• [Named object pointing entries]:

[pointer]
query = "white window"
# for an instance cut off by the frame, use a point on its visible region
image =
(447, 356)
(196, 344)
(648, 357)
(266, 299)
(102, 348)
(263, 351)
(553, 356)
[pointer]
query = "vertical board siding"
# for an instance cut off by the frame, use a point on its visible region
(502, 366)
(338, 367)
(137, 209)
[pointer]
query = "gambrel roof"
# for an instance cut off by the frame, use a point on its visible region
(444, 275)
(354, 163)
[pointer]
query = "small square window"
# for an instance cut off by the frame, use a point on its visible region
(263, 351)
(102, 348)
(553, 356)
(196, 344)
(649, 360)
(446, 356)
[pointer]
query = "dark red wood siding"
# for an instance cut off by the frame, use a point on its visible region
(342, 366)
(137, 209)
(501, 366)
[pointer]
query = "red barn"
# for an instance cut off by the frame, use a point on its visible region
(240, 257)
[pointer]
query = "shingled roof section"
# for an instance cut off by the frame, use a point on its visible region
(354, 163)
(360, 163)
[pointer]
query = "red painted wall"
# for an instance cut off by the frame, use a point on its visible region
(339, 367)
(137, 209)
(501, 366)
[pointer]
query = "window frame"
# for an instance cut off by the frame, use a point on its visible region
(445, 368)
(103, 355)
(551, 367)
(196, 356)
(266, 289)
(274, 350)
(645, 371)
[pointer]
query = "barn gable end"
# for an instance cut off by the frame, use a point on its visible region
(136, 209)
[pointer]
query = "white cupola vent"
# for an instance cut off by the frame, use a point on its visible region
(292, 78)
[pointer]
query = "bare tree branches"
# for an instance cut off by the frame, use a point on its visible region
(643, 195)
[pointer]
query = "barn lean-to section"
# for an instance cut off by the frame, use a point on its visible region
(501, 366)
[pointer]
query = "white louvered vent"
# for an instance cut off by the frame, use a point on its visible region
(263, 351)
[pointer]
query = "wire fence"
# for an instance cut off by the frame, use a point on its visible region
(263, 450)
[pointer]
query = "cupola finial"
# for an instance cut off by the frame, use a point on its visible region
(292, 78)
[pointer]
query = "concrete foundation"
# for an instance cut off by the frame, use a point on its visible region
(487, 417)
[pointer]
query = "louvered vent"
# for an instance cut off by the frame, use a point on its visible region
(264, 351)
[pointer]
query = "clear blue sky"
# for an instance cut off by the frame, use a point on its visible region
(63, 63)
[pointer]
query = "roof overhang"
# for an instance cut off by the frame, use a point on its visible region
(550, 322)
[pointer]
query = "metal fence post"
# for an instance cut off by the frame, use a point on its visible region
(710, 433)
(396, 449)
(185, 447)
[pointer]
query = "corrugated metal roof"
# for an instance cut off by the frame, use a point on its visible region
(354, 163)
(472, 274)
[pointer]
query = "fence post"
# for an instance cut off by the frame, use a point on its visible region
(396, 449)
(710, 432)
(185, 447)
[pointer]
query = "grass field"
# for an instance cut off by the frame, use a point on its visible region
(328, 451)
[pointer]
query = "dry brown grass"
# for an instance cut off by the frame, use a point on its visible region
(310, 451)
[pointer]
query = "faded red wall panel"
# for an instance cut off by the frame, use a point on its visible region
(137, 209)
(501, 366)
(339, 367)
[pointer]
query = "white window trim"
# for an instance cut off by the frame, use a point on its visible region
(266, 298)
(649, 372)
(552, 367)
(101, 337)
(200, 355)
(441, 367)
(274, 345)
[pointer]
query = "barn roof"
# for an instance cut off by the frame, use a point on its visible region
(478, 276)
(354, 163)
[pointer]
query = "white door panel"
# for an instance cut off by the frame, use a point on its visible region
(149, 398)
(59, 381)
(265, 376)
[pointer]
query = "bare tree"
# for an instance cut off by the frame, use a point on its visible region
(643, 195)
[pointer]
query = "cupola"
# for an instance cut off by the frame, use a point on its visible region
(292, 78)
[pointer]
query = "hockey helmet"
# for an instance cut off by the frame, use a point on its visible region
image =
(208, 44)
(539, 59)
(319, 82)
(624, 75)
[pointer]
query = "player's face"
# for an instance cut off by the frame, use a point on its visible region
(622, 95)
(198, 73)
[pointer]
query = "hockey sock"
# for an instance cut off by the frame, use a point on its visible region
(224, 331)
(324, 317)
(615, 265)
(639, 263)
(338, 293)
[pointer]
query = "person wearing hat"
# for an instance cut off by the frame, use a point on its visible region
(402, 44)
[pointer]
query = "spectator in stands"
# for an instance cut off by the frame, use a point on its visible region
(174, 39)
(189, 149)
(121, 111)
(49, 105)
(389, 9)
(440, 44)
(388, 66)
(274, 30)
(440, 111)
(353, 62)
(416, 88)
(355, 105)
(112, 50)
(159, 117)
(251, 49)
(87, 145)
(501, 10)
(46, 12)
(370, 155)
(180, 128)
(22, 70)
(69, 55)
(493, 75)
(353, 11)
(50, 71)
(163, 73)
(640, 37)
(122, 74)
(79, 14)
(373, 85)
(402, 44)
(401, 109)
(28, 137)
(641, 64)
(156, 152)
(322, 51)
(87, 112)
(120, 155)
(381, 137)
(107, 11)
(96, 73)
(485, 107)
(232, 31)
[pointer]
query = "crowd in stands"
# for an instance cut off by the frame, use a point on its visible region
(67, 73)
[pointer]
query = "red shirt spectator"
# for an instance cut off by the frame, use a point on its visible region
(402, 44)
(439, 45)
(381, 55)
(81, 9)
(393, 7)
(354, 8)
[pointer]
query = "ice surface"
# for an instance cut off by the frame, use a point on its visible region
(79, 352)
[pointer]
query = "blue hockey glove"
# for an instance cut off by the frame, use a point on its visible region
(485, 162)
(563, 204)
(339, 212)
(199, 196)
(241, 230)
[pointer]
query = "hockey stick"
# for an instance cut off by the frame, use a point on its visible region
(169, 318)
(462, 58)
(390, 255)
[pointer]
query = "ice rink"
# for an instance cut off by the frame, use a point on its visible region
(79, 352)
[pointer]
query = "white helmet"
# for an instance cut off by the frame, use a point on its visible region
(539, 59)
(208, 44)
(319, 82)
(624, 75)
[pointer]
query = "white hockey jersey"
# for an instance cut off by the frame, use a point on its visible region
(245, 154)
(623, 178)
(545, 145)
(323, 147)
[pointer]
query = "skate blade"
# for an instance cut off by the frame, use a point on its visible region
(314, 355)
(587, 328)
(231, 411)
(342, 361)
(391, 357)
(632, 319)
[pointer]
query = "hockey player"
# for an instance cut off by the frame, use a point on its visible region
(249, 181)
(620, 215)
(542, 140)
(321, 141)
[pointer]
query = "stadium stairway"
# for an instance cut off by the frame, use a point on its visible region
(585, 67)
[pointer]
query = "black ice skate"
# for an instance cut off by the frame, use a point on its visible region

• [Set exercise]: Each line of the material should be echoed exactly.

• [Finished exercise]:
[pointer]
query = "white window"
# for an instance cut off by the frame, use a point on its visible region
image =
(447, 356)
(196, 344)
(648, 357)
(266, 299)
(102, 348)
(263, 351)
(553, 356)
[pointer]
query = "vertical board siding"
# for an instance cut off by the frame, use a point on its visible region
(502, 366)
(338, 367)
(137, 209)
[pointer]
query = "gambrel roof"
# for an instance cut off by the frame, use a point on its visible region
(444, 275)
(354, 163)
[pointer]
query = "small square window"
# for an instance cut off by the frame, use a point on its visible region
(263, 351)
(102, 348)
(553, 356)
(196, 344)
(649, 360)
(446, 356)
[pointer]
query = "dark red wood siding"
# for an instance cut off by the frame, use a point on its visible region
(342, 366)
(137, 209)
(501, 366)
[pointer]
query = "red barn"
# for an instance cut off by the frame, use a point on its visible region
(240, 257)
[pointer]
query = "shingled roof section"
# for an instance cut off by the frame, use a point on its visible region
(354, 163)
(360, 163)
[pointer]
query = "red painted wall"
# for an instance cut off by the frame, use a point on its visible region
(339, 367)
(137, 209)
(501, 366)
[pointer]
query = "window frame"
# for an instance cut off by the frame, use a point on its visible region
(445, 368)
(103, 355)
(551, 367)
(196, 356)
(266, 289)
(274, 350)
(645, 371)
[pointer]
query = "barn gable end"
# for an instance cut off by the frame, use a point on its visible region
(136, 209)
[pointer]
query = "white cupola vent"
# for an instance cut off by the frame, use a point on its visible region
(292, 78)
[pointer]
query = "bare tree branches"
# for an instance cut off by the frame, use a point on its visible region
(643, 195)
[pointer]
query = "barn lean-to section"
# for an instance cut off by the frame, use a point on its visible region
(501, 366)
[pointer]
query = "white louvered vent"
# for an instance cut off by the frame, use a point on its visible region
(263, 351)
[pointer]
query = "wire fence"
# for an instance cut off by the frame, use a point on its visible region
(263, 450)
[pointer]
query = "cupola finial"
# for an instance cut off by the frame, use a point on its visible region
(292, 78)
[pointer]
query = "concrete foundation"
# for an instance cut off by the frame, use a point on its visible region
(487, 417)
[pointer]
query = "louvered vent"
# for an instance cut off by the frame, use a point on its visible region
(264, 351)
[pointer]
query = "clear blue sky"
# for an instance cut off by the frame, use a point on its visible region
(63, 63)
[pointer]
query = "roof overhang"
# for an instance cut off by the frame, use a point on its visible region
(550, 322)
[pointer]
query = "metal fence post"
# for an instance cut off by the frame, use a point on its visible region
(710, 433)
(396, 449)
(185, 447)
[pointer]
query = "corrugated metal roof"
# for an instance cut off by the frame, use a point on its visible region
(354, 163)
(472, 274)
[pointer]
query = "fence post"
# for an instance cut off by the frame, use a point on its visible region
(396, 449)
(710, 432)
(185, 447)
[pointer]
query = "grass field"
# for an instance cut off by the frame, use a point on its visible region
(328, 451)
[pointer]
query = "dry brown grass"
# for an instance cut off by the frame, use a point on its visible region
(310, 451)
[pointer]
query = "faded red wall panel"
# for an instance cut off by the frame, use a point on its visible region
(137, 209)
(501, 366)
(339, 367)
[pointer]
query = "white window trim"
# for an instance cut off by the frame, use a point on its visible region
(266, 298)
(649, 372)
(552, 367)
(101, 337)
(200, 355)
(441, 367)
(274, 345)
[pointer]
query = "barn roof"
# for an instance cut off by the frame, use a point on its visible region
(478, 276)
(354, 163)
[pointer]
query = "white door panel"
# for an instance cut off by the frame, use a point on its visible region
(149, 398)
(59, 381)
(265, 376)
[pointer]
query = "bare tree"
# for an instance cut off by the frame, use a point on its visible region
(643, 195)
[pointer]
query = "cupola"
# for an instance cut off by the frame, use a point on its visible region
(292, 78)
[pointer]
query = "hockey helmet"
# for an instance cut off by the frame, use a point on its visible region
image =
(208, 44)
(539, 59)
(319, 82)
(624, 75)
[pointer]
query = "player's face"
# for an instance cut off by the frame, use a point on its visible region
(622, 95)
(198, 73)
[pointer]
query = "hockey sock"
# for an instance cut off by the frame, use a point on its visible region
(224, 331)
(324, 317)
(615, 265)
(639, 263)
(338, 293)
[pointer]
query = "person wearing hat"
# for an instance cut off by the frame, use a point on its visible region
(402, 44)
[pointer]
query = "spectator in stands"
# for an instance cut off by the frame, use a point on its visible region
(174, 39)
(189, 149)
(121, 111)
(49, 105)
(389, 9)
(440, 44)
(388, 66)
(274, 30)
(440, 111)
(353, 62)
(416, 88)
(355, 105)
(112, 50)
(159, 117)
(251, 49)
(87, 145)
(501, 10)
(46, 12)
(370, 155)
(180, 128)
(22, 70)
(69, 55)
(493, 75)
(353, 11)
(50, 71)
(163, 73)
(640, 37)
(122, 74)
(79, 14)
(373, 85)
(402, 44)
(401, 109)
(28, 137)
(641, 64)
(156, 152)
(322, 51)
(87, 112)
(120, 155)
(381, 137)
(107, 11)
(96, 73)
(485, 107)
(232, 31)
[pointer]
query = "crowd in stands"
# for an instance cut off by the frame, use a point on its visible region
(67, 73)
[pointer]
query = "red shirt spectator"
# for an instance cut off by the frame, use a point on its visible region
(402, 44)
(439, 45)
(381, 55)
(81, 9)
(393, 7)
(354, 8)
[pointer]
query = "ice surface"
# for an instance cut off by the frame, use a point on its visible region
(79, 352)
[pointer]
query = "blue hockey glove"
# for an instance cut off by the frame, use a point on its visible region
(485, 162)
(563, 204)
(339, 212)
(199, 196)
(241, 230)
[pointer]
query = "hockey stick"
# for an instance cut off by the frame, use a point on its visible region
(169, 318)
(462, 58)
(390, 255)
[pointer]
query = "ice rink"
# for an instance cut off by the frame, use a point on its visible region
(79, 352)
[pointer]
query = "white helmet"
# for an instance cut off by the frame, use a point on its visible region
(539, 59)
(208, 44)
(319, 82)
(624, 75)
[pointer]
query = "white hockey jersey"
# for an instance cut off by the frame, use a point on its visible region
(245, 154)
(623, 178)
(545, 145)
(323, 147)
[pointer]
query = "skate blade"
# for an instance cut off by the frame, use a point on its visible region
(314, 355)
(587, 328)
(231, 411)
(342, 361)
(391, 357)
(632, 319)
[pointer]
query = "hockey player"
# for an instance cut off by the frame, use a point on its visible region
(249, 181)
(620, 215)
(542, 140)
(321, 141)
[pointer]
query = "stadium stairway"
# for an instance cut off by the frame, use a point on its visible region
(585, 67)
[pointer]
query = "black ice skate"
# for an instance cut off by the frame, use a point on its visible region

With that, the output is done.